══ DATA SUPPLIED ══

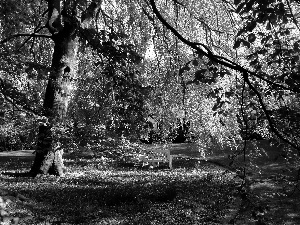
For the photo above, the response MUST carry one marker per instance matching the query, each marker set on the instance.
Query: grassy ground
(97, 191)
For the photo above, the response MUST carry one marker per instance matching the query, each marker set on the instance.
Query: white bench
(163, 155)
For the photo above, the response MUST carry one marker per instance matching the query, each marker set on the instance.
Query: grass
(94, 191)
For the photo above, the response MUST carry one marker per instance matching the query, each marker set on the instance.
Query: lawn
(103, 191)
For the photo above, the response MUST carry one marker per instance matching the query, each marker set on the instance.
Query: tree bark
(48, 159)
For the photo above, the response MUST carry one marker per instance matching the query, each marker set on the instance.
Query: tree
(205, 55)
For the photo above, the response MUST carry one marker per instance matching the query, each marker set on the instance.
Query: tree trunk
(48, 159)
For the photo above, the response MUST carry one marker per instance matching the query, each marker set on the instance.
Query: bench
(166, 152)
(156, 154)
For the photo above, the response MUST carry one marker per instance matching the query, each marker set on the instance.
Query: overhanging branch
(208, 53)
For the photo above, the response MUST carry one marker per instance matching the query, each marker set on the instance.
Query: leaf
(199, 74)
(236, 2)
(268, 27)
(250, 27)
(251, 37)
(195, 62)
(237, 43)
(240, 7)
(246, 43)
(296, 46)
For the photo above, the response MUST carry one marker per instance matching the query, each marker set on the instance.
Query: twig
(208, 53)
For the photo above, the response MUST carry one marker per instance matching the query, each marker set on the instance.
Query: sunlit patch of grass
(93, 192)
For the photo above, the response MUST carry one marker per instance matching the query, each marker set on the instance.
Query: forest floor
(196, 191)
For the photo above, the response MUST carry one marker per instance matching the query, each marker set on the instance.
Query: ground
(196, 191)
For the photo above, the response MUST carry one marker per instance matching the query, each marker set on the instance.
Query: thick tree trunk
(48, 159)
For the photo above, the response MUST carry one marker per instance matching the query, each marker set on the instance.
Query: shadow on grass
(168, 201)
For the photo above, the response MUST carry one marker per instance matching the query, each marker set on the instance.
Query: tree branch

═══

▶ EXERCISE GOAL: Give back the entries verbatim. Do not include any picture.

▶ THE OUTPUT:
For the photo above, the response MUST carry one marker per instance matching the query, each marker set on the instance.
Query: grassy ground
(97, 191)
For the photo above, the response MUST carry one marker per instance matching the query, each marker set on the instance.
Query: white bench
(163, 155)
For the photo above, the response MUST carry one marker per instance matching the query, each marker set on the instance.
Query: grass
(94, 191)
For the photo above, the response MUST carry one marker per instance matching the query, each marker set on the instance.
Query: lawn
(103, 191)
For the photo above, the response MUST carry one marker per instance matching the query, each marker set on the instance.
Query: tree bark
(48, 159)
For the photo above, the response MUST carry one marker per instance matching the query, each marker set on the instance.
Query: tree
(205, 55)
For the photo above, the response MUST carry one marker per instance matching the query, each marker set on the instance.
Query: tree trunk
(48, 159)
For the photo above, the response MUST carry one marker per instance matching the query, each marker set on the instance.
Query: bench
(166, 152)
(156, 154)
For the photo above, the response MUST carry one marker per instance matching the query, each marker set on the instance.
Query: overhanging branch
(208, 53)
For the photo above, the response MUST carry one marker per instance matching the query, each marker set on the instance.
Query: leaf
(199, 74)
(236, 2)
(268, 27)
(250, 27)
(251, 37)
(195, 62)
(237, 43)
(240, 7)
(246, 43)
(296, 46)
For the photo above, the response MUST carry one marker per instance matching the query, each marker set on the instance.
Query: twig
(208, 53)
For the photo above, the response MUST carry one marker per instance matching the query, each marker set on the instance.
Query: sunlit patch of grass
(93, 192)
For the photo above, the response MUST carry one marker per instance matching the query, each marker set on the instance.
Query: forest floor
(196, 191)
For the photo above, the response MUST carry one marker per instance matching the query, each marker set on the instance.
Query: ground
(196, 191)
For the photo above, the response MUST carry one marker per instance matching the query, each marker set on the instance.
Query: thick tree trunk
(48, 159)
For the photo above, the response MUST carry one marker per instance matching the query, each marker set on the instance.
Query: shadow on grass
(168, 201)
For the photo above, the response MUST carry one marker per instance matching the query, each marker set on the instance.
Query: tree branch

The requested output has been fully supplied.